◆ **WHAT THIS TASK INVOLVES**: Look through the listing below and count the lines holding "face". Reply with the number alone.

◆ **EXERCISE INPUT**:
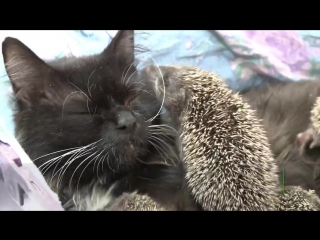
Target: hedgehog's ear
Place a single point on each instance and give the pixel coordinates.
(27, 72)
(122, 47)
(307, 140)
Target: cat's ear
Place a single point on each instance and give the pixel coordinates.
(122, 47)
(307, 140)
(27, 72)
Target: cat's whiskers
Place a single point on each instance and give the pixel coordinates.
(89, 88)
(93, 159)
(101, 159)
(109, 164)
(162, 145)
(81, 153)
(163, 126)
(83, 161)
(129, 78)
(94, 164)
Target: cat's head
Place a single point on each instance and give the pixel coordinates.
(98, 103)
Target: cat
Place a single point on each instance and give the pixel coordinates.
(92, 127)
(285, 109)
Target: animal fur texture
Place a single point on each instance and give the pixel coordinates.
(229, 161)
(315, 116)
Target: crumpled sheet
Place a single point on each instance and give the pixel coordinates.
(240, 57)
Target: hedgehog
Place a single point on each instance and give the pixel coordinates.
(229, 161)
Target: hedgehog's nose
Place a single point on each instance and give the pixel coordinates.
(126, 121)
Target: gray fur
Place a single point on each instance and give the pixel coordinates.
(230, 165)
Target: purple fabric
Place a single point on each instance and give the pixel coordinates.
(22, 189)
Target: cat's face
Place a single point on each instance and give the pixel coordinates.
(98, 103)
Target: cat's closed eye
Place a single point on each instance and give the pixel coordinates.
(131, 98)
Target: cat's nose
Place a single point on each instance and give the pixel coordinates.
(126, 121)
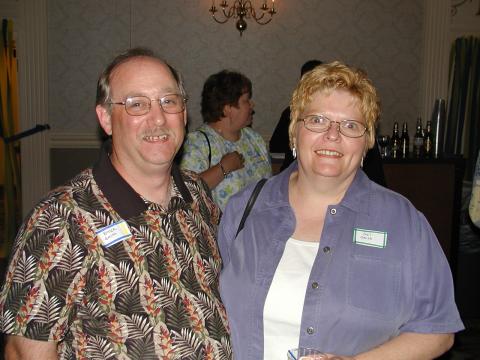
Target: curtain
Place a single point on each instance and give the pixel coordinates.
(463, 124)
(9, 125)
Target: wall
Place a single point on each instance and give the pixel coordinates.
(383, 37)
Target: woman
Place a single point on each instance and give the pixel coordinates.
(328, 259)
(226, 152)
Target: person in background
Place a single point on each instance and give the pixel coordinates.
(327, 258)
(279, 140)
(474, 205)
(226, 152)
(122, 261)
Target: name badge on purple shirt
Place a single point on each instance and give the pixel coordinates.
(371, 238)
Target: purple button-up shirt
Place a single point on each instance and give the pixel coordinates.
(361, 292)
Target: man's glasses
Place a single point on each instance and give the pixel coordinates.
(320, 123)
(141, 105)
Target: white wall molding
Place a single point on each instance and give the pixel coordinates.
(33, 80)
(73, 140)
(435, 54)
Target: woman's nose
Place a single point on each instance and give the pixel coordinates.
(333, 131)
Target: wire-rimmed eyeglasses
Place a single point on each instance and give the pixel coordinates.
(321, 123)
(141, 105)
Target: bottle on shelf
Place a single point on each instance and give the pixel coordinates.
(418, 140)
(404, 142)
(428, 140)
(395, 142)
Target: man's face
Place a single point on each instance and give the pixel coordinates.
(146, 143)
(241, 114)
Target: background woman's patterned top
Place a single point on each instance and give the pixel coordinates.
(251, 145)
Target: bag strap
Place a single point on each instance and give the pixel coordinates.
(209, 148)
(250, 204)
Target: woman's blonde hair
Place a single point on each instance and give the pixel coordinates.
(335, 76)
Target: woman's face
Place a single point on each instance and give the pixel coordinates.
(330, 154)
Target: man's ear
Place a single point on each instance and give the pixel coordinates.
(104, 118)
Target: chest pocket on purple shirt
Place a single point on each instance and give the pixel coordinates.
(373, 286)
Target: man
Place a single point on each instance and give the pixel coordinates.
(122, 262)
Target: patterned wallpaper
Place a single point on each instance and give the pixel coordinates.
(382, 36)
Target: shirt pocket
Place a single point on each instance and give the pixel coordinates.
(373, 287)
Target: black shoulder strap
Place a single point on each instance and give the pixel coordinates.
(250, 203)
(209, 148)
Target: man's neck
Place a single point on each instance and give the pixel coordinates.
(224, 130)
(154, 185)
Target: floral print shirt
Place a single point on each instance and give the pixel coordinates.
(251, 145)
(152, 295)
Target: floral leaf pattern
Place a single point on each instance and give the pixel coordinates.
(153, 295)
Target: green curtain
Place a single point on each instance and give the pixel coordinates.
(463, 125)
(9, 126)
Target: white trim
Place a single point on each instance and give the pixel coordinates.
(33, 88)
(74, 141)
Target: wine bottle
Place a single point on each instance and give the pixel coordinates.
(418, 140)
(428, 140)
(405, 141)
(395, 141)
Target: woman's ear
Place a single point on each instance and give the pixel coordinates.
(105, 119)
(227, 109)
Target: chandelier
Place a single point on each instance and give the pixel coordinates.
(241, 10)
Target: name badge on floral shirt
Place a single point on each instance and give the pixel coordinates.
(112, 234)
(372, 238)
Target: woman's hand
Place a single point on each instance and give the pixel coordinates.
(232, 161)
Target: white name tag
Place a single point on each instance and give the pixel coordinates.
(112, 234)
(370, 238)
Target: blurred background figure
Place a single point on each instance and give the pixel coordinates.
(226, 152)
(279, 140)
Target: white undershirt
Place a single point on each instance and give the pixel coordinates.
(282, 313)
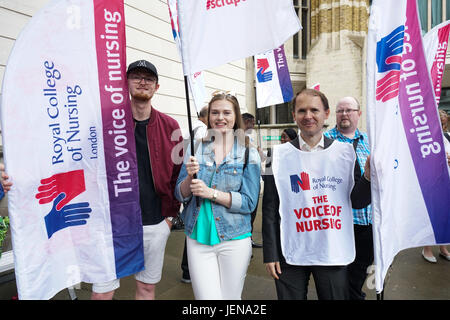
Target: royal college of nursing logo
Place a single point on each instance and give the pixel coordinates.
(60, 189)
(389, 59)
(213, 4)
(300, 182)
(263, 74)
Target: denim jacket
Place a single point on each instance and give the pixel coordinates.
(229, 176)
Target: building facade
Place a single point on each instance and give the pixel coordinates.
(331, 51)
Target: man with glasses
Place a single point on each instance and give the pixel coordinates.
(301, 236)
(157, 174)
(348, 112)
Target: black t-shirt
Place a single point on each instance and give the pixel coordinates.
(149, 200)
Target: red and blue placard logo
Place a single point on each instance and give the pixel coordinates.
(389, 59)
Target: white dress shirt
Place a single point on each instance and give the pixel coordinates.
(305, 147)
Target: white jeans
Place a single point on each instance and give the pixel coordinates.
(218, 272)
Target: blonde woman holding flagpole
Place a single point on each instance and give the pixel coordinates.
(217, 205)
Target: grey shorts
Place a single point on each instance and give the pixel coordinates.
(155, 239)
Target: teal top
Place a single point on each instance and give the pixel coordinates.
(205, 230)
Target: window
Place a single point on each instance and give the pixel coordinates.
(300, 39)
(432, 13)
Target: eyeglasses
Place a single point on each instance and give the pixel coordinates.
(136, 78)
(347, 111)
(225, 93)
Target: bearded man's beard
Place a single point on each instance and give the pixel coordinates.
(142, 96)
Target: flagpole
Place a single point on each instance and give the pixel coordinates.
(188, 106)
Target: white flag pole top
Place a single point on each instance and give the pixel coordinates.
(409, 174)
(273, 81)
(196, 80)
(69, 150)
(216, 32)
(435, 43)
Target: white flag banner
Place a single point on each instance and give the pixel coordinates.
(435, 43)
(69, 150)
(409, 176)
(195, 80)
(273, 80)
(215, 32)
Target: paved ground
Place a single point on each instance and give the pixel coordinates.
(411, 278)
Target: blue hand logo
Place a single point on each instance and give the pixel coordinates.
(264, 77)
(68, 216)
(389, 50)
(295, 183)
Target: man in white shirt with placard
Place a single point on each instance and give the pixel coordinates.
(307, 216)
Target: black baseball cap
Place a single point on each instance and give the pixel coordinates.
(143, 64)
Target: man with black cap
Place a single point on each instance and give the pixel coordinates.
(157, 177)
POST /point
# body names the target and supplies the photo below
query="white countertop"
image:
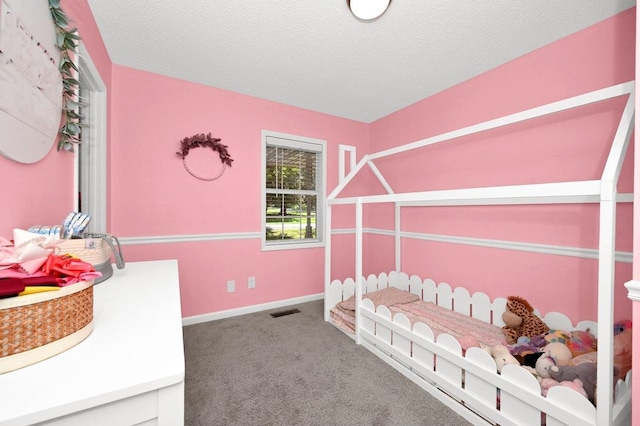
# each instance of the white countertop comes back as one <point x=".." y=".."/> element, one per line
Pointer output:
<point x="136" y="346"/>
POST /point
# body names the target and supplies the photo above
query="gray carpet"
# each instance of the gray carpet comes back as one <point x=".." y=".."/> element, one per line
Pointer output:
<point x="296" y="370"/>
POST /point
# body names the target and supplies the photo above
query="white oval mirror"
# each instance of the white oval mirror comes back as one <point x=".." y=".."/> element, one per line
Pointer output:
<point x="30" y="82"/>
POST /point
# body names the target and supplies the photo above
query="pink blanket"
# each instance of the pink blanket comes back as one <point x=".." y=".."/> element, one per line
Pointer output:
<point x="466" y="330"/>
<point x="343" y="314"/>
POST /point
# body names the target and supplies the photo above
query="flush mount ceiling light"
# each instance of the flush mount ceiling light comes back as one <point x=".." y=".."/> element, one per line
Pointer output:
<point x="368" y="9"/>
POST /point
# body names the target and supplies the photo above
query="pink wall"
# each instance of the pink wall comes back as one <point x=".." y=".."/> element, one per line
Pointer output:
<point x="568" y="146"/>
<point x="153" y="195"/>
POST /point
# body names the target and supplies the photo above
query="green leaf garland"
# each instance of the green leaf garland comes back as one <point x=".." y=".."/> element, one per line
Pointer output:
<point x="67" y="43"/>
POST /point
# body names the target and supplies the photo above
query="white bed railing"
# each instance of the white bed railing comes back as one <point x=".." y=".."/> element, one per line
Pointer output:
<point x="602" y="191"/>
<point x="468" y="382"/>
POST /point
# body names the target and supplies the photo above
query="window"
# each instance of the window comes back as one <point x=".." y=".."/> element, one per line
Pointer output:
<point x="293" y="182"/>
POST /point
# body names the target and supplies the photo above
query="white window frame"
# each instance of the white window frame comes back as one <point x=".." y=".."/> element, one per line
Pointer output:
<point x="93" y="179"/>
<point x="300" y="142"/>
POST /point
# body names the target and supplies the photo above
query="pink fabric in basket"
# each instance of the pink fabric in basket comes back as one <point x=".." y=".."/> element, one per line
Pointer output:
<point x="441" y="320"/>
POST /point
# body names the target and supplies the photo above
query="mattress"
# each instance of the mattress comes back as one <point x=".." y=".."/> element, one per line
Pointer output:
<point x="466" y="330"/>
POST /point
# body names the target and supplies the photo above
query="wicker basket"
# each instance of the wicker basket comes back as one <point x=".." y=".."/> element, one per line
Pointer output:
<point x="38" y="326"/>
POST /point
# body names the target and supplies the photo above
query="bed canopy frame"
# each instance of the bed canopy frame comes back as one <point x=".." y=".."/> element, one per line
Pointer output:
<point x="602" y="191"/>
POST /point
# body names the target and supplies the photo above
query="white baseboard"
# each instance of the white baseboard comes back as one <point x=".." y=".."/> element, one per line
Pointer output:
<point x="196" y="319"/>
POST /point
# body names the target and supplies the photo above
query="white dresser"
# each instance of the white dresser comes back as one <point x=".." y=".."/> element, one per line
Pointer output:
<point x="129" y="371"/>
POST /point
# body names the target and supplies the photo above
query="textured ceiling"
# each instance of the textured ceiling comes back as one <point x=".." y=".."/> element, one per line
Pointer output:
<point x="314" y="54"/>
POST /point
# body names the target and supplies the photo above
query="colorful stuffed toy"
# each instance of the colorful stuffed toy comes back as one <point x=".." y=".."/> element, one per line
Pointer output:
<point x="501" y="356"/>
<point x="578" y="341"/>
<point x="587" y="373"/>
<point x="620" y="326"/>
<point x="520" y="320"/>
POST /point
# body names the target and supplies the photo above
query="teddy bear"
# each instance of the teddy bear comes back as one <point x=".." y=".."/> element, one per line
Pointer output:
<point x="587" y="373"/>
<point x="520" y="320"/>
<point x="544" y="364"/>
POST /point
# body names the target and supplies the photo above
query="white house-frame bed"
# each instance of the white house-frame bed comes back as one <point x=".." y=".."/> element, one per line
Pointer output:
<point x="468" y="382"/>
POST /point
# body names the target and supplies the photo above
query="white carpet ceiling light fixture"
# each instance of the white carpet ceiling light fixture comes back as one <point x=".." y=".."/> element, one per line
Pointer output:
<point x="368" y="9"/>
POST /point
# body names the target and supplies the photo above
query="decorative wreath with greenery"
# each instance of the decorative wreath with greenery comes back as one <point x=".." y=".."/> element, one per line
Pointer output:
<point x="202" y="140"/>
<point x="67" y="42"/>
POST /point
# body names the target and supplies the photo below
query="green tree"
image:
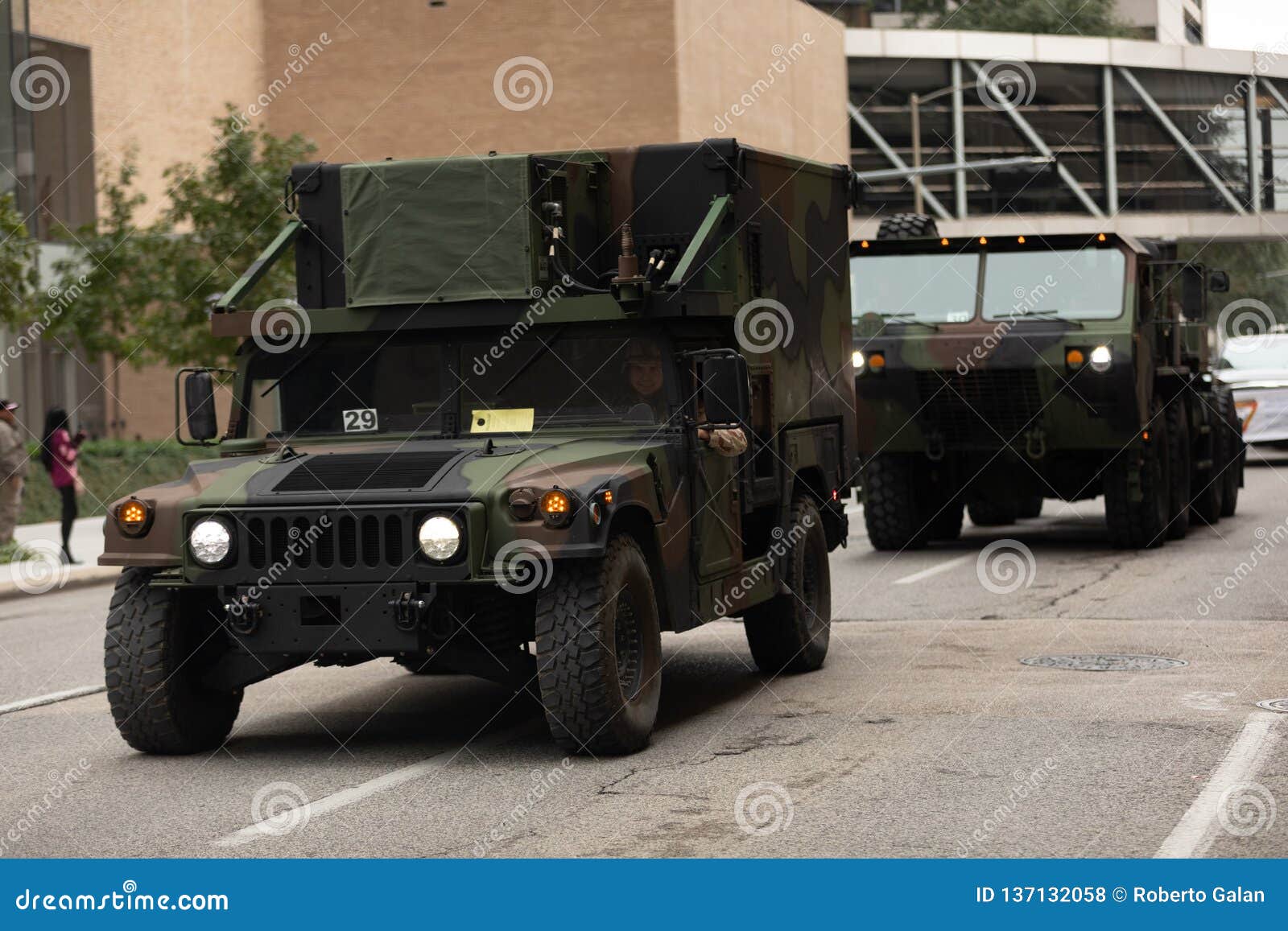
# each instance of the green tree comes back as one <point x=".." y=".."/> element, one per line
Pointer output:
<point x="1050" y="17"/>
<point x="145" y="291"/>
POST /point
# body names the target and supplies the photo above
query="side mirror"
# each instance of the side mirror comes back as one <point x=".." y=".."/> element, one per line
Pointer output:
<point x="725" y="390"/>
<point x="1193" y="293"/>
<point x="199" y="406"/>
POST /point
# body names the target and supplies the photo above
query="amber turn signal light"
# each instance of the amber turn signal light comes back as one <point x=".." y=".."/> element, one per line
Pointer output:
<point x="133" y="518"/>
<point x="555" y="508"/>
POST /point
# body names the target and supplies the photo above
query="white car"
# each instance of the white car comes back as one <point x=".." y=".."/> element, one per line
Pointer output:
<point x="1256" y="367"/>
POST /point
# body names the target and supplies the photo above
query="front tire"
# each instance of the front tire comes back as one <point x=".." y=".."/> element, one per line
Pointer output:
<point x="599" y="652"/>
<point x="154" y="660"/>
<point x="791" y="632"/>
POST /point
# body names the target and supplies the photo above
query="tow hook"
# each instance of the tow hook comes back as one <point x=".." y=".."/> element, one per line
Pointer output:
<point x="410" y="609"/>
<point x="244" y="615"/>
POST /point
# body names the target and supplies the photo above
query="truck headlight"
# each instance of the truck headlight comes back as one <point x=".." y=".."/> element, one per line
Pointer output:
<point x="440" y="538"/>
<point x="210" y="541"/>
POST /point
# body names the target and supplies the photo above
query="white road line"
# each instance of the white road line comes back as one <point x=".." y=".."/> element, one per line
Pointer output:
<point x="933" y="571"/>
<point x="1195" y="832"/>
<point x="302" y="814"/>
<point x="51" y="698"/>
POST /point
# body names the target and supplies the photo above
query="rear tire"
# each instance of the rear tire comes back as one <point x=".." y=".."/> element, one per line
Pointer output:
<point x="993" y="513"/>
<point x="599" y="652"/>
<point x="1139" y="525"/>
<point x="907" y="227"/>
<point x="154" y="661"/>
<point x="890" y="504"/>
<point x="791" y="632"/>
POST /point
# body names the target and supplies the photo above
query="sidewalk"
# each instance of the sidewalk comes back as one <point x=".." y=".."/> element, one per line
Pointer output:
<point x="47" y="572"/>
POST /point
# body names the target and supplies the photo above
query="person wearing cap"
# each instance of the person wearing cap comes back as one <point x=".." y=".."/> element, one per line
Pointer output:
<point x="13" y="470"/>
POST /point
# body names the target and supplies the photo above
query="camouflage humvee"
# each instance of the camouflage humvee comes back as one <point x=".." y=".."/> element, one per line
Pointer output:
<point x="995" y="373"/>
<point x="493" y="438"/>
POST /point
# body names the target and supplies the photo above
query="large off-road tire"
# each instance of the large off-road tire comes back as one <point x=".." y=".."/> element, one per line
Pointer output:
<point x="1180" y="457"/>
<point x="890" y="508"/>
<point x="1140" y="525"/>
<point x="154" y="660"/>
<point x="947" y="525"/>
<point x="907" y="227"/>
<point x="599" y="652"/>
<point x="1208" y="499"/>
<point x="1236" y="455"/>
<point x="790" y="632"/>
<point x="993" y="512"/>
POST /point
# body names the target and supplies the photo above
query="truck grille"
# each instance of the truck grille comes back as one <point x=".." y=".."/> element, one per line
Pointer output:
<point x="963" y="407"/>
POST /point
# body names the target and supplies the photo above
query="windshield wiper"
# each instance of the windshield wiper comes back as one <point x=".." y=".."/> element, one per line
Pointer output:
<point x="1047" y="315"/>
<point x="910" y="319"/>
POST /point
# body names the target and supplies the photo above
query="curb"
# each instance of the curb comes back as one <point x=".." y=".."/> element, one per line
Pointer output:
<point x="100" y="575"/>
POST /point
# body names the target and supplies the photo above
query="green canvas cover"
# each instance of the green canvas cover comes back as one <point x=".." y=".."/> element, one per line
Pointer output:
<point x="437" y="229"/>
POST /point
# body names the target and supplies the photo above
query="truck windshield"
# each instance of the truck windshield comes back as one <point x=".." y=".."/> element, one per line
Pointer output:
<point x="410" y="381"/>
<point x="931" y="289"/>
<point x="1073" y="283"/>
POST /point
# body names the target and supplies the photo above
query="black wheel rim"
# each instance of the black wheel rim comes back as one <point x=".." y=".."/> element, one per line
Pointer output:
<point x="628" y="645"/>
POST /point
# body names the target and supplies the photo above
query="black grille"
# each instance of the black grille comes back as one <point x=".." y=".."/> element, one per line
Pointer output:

◆ **SOLUTION TO THE PROBLEM**: 3